* **Problem description**
Transcribe the following records in full, exactly as shown.

* **Exercise materials**
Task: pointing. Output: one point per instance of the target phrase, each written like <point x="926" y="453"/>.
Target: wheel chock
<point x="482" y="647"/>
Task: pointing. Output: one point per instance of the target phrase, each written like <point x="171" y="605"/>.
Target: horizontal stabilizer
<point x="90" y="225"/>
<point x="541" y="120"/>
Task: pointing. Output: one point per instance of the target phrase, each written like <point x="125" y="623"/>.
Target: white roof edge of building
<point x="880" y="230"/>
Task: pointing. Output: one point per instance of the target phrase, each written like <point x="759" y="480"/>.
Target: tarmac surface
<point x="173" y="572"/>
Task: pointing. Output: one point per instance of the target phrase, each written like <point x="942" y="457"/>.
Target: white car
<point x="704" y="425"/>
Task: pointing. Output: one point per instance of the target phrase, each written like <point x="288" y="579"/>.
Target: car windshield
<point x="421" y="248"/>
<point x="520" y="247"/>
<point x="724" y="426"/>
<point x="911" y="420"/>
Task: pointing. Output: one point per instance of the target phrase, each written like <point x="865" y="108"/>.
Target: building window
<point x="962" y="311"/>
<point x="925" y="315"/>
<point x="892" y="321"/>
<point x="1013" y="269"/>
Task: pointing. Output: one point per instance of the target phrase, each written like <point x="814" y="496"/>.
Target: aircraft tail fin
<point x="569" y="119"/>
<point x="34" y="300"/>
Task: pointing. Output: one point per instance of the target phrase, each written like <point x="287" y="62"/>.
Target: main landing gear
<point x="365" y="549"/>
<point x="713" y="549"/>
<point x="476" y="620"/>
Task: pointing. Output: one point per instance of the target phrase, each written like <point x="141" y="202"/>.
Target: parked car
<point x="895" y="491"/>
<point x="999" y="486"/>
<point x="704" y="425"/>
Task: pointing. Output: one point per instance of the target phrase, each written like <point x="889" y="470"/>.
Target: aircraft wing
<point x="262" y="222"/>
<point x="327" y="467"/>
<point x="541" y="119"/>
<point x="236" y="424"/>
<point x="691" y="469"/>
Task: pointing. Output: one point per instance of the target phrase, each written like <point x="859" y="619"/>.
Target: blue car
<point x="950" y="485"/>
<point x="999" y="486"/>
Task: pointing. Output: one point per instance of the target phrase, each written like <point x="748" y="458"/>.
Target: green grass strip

* **Result of this task**
Task: pointing. Output: one point per instance of the target phrase, each written like <point x="926" y="453"/>.
Target: wheel chock
<point x="482" y="647"/>
Task: pointing. Output: one point per instance of the target phrase, each written like <point x="171" y="605"/>.
Target: horizontal stabilizer
<point x="90" y="225"/>
<point x="541" y="120"/>
Task: pointing. Output: one point per instance of the target phrase, each written like <point x="125" y="623"/>.
Target: white roof edge of building
<point x="880" y="230"/>
Task: pointing. Output: one point per instance of the target phrase, each written like <point x="759" y="480"/>.
Target: tarmac surface
<point x="173" y="572"/>
Task: pointing. Output: one point per instance of the target phrase, each written like <point x="942" y="457"/>.
Target: white car
<point x="704" y="425"/>
Task: pointing. Output: one point per instance of the target phrase, each written like <point x="288" y="579"/>.
Target: car windshield
<point x="421" y="248"/>
<point x="520" y="247"/>
<point x="724" y="426"/>
<point x="911" y="420"/>
Task: pointing. Output: one point per instance of the target phrase, each written like <point x="865" y="108"/>.
Target: building window
<point x="962" y="311"/>
<point x="925" y="315"/>
<point x="892" y="321"/>
<point x="1013" y="269"/>
Task: pointing. Output: one point per instance of the target phrase, each written like <point x="814" y="496"/>.
Target: aircraft tail fin
<point x="569" y="119"/>
<point x="34" y="300"/>
Task: pointing. Output: one point per instance of the target phrase, each written like <point x="287" y="62"/>.
Target: main landing gear
<point x="365" y="549"/>
<point x="713" y="549"/>
<point x="476" y="620"/>
Task: pointing. Output: one point per instance of the target phrase, each written like <point x="141" y="202"/>.
Target: parked car
<point x="895" y="491"/>
<point x="999" y="486"/>
<point x="704" y="425"/>
Task: pointing. Output: one point per instance of the target phrase, each written like <point x="889" y="470"/>.
Target: aircraft wing
<point x="262" y="222"/>
<point x="327" y="467"/>
<point x="541" y="119"/>
<point x="236" y="424"/>
<point x="691" y="469"/>
Task: pointing. Output: one point per instance of the target phrase, each written like <point x="859" y="619"/>.
Target: blue car
<point x="950" y="485"/>
<point x="999" y="486"/>
Task: pointing. Output: one point per instance of the target phrase, each written like <point x="748" y="458"/>.
Target: green grass strip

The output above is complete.